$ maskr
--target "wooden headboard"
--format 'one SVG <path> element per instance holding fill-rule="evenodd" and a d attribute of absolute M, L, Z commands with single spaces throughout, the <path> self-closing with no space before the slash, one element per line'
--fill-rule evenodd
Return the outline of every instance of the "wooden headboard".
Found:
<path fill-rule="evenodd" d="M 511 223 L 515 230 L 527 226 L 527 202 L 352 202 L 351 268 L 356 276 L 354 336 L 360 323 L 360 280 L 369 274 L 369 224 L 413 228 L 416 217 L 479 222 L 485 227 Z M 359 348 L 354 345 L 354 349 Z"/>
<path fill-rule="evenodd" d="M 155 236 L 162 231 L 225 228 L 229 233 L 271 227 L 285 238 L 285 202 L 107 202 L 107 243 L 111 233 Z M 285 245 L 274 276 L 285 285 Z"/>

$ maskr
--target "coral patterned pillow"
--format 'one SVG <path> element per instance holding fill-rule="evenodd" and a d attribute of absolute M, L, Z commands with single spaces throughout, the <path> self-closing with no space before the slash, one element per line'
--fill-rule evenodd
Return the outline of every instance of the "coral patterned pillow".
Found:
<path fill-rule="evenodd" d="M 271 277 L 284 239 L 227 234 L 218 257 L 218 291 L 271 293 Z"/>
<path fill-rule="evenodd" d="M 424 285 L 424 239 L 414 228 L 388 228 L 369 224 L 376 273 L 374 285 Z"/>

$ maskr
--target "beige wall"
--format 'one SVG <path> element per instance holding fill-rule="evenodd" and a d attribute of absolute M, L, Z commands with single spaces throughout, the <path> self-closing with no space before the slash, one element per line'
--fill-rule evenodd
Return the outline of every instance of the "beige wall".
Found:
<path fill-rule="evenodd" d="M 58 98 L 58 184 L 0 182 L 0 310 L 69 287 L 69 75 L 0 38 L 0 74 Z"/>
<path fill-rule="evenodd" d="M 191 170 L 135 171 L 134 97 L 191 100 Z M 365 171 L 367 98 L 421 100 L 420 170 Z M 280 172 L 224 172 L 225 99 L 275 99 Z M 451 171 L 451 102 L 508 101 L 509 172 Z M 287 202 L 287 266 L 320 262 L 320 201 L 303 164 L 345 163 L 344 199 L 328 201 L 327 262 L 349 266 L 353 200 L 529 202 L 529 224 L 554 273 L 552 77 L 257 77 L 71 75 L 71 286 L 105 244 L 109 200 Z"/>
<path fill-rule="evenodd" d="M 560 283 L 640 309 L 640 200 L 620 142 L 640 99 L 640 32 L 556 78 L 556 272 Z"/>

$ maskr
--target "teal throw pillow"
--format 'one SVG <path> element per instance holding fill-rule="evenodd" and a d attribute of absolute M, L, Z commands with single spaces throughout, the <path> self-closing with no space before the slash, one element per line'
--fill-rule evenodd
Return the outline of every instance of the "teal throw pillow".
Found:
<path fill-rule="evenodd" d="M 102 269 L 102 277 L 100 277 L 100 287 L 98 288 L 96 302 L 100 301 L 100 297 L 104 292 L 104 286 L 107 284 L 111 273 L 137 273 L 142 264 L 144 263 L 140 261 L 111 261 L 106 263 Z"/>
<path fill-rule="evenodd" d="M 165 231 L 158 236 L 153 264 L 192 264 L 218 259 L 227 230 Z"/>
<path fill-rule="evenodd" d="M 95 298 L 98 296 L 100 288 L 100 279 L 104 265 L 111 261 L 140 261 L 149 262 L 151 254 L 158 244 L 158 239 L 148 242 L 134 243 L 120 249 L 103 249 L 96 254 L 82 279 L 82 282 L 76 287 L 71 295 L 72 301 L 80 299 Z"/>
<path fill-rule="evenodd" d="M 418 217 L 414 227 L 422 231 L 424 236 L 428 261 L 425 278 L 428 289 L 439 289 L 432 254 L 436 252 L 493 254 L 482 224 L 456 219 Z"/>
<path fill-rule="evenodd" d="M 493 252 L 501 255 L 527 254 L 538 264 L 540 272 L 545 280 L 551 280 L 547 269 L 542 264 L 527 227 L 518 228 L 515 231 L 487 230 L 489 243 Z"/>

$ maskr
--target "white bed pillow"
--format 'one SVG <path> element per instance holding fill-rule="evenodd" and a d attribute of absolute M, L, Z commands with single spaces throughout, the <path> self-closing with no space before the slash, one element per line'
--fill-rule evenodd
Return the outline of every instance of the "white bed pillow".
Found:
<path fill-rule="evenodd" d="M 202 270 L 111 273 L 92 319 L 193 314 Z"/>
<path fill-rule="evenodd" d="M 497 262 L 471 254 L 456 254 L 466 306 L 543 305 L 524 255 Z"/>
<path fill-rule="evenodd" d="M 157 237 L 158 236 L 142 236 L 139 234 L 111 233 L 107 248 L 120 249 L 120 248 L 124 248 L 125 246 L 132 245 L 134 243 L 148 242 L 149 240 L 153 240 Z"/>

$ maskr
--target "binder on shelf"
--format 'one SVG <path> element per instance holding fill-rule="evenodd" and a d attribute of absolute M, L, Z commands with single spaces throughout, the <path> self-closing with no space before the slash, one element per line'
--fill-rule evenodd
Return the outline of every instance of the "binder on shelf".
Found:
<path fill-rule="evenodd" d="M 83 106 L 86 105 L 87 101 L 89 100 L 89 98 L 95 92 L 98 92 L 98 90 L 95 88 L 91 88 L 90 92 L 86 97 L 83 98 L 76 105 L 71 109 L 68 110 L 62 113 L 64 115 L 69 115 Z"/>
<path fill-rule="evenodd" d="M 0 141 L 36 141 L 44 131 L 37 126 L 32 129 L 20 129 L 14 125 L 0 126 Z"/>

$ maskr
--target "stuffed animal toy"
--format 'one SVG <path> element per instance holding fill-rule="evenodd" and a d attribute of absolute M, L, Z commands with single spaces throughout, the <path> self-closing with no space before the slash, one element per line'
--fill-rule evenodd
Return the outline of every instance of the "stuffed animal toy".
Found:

----

## Short problem
Can you turn every line of the records above into a JSON list of strings, one string per line, with blank lines dropped?

## Written response
[
  "$ maskr",
  "--target \"wooden headboard\"",
  "--format 'one SVG <path> element per instance holding fill-rule=\"evenodd\" and a d attribute of absolute M, L, Z commands with single spaces throughout, the <path> self-closing with no space before the slash, one element per line'",
  "--fill-rule evenodd",
  "Return the outline of every instance of the \"wooden headboard\".",
  "Found:",
  "<path fill-rule=\"evenodd\" d=\"M 511 223 L 515 230 L 527 226 L 527 202 L 352 202 L 351 268 L 356 276 L 354 336 L 360 323 L 360 280 L 369 274 L 369 224 L 413 228 L 416 217 L 479 222 L 485 227 Z M 359 348 L 354 345 L 354 349 Z\"/>",
  "<path fill-rule=\"evenodd\" d=\"M 155 236 L 162 231 L 225 228 L 229 233 L 271 227 L 285 238 L 285 202 L 107 202 L 107 243 L 111 233 Z M 285 245 L 274 276 L 285 285 Z\"/>",
  "$ maskr",
  "--target \"coral patterned pillow\"",
  "--format 'one SVG <path> element per instance holding fill-rule=\"evenodd\" and a d attribute of absolute M, L, Z commands with single spaces throughout, the <path> self-closing with no space before the slash, one element per line'",
  "--fill-rule evenodd",
  "Return the outline of every instance of the \"coral patterned pillow\".",
  "Found:",
  "<path fill-rule=\"evenodd\" d=\"M 271 277 L 284 239 L 227 234 L 218 257 L 218 291 L 271 293 Z\"/>",
  "<path fill-rule=\"evenodd\" d=\"M 424 285 L 424 239 L 414 228 L 388 228 L 369 224 L 376 273 L 374 285 Z\"/>",
  "$ maskr",
  "--target \"beige wall\"",
  "--format 'one SVG <path> element per instance holding fill-rule=\"evenodd\" and a d attribute of absolute M, L, Z commands with single spaces throughout, the <path> self-closing with no space before the slash, one element per line'",
  "--fill-rule evenodd",
  "Return the outline of every instance of the \"beige wall\".",
  "Found:",
  "<path fill-rule=\"evenodd\" d=\"M 58 98 L 58 184 L 0 182 L 0 310 L 69 287 L 69 75 L 0 38 L 0 74 Z\"/>",
  "<path fill-rule=\"evenodd\" d=\"M 191 170 L 135 171 L 134 97 L 191 100 Z M 365 171 L 367 98 L 421 100 L 420 170 Z M 280 172 L 224 172 L 225 99 L 275 99 Z M 451 171 L 451 102 L 508 101 L 509 172 Z M 287 202 L 287 266 L 320 262 L 320 201 L 303 164 L 345 163 L 344 199 L 328 201 L 327 262 L 349 266 L 353 200 L 529 202 L 529 224 L 554 273 L 552 77 L 257 77 L 71 75 L 71 286 L 105 244 L 109 200 Z\"/>",
  "<path fill-rule=\"evenodd\" d=\"M 560 283 L 640 309 L 640 200 L 620 142 L 640 99 L 640 32 L 556 78 L 556 272 Z\"/>",
  "$ maskr",
  "--target \"teal throw pillow\"",
  "--format 'one SVG <path> element per instance holding fill-rule=\"evenodd\" and a d attribute of absolute M, L, Z commands with single spaces throughout, the <path> self-closing with no space before the slash, one element per line'",
  "--fill-rule evenodd",
  "Return the outline of every instance of the \"teal throw pillow\".",
  "Found:",
  "<path fill-rule=\"evenodd\" d=\"M 102 269 L 102 277 L 100 277 L 100 287 L 98 288 L 96 302 L 100 301 L 100 297 L 104 292 L 104 286 L 107 284 L 111 273 L 137 273 L 142 264 L 144 263 L 140 261 L 111 261 L 106 263 Z\"/>",
  "<path fill-rule=\"evenodd\" d=\"M 165 231 L 158 236 L 153 264 L 192 264 L 218 259 L 227 230 Z\"/>",
  "<path fill-rule=\"evenodd\" d=\"M 95 298 L 98 296 L 100 288 L 100 279 L 104 265 L 111 261 L 140 261 L 149 262 L 151 254 L 158 244 L 158 239 L 148 242 L 134 243 L 120 249 L 103 249 L 96 254 L 82 279 L 82 282 L 76 287 L 71 295 L 72 301 L 80 299 Z\"/>",
  "<path fill-rule=\"evenodd\" d=\"M 418 217 L 414 227 L 422 231 L 424 236 L 428 261 L 425 278 L 428 289 L 439 289 L 432 254 L 436 252 L 493 254 L 482 224 L 456 219 Z\"/>",
  "<path fill-rule=\"evenodd\" d=\"M 493 252 L 501 255 L 527 254 L 538 264 L 540 272 L 545 280 L 551 280 L 547 269 L 542 264 L 527 227 L 518 228 L 515 231 L 487 230 L 489 243 Z\"/>",
  "$ maskr",
  "--target \"white bed pillow\"",
  "--format 'one SVG <path> element per instance holding fill-rule=\"evenodd\" and a d attribute of absolute M, L, Z commands with single spaces throughout, the <path> self-closing with no space before the slash, one element per line'",
  "--fill-rule evenodd",
  "Return the outline of every instance of the \"white bed pillow\".",
  "Found:",
  "<path fill-rule=\"evenodd\" d=\"M 202 270 L 111 273 L 92 319 L 193 314 Z\"/>",
  "<path fill-rule=\"evenodd\" d=\"M 497 262 L 471 254 L 456 254 L 466 306 L 543 305 L 524 255 Z\"/>",
  "<path fill-rule=\"evenodd\" d=\"M 157 237 L 158 236 L 142 236 L 139 234 L 111 233 L 107 248 L 120 249 L 120 248 L 124 248 L 125 246 L 132 245 L 134 243 L 148 242 L 149 240 L 153 240 Z\"/>",
  "$ maskr",
  "--target \"binder on shelf\"",
  "--format 'one SVG <path> element per instance holding fill-rule=\"evenodd\" and a d attribute of absolute M, L, Z commands with single spaces throughout, the <path> self-closing with no space before the slash, one element per line'",
  "--fill-rule evenodd",
  "Return the outline of every instance of the \"binder on shelf\".",
  "Found:",
  "<path fill-rule=\"evenodd\" d=\"M 83 106 L 86 105 L 87 101 L 89 100 L 89 98 L 95 92 L 98 92 L 98 90 L 95 88 L 91 88 L 90 92 L 86 97 L 83 98 L 76 105 L 71 109 L 68 110 L 62 113 L 64 115 L 69 115 Z\"/>",
  "<path fill-rule=\"evenodd\" d=\"M 0 141 L 36 141 L 44 131 L 37 126 L 32 129 L 20 129 L 14 125 L 0 126 Z\"/>",
  "$ maskr",
  "--target \"stuffed animal toy\"",
  "--format 'one SVG <path> element per instance holding fill-rule=\"evenodd\" and a d attribute of absolute M, L, Z commands with single spaces throughout, the <path> self-closing with no space before the slash, one element per line'",
  "--fill-rule evenodd",
  "Return the outline of every instance of the \"stuffed animal toy\".",
  "Found:"
]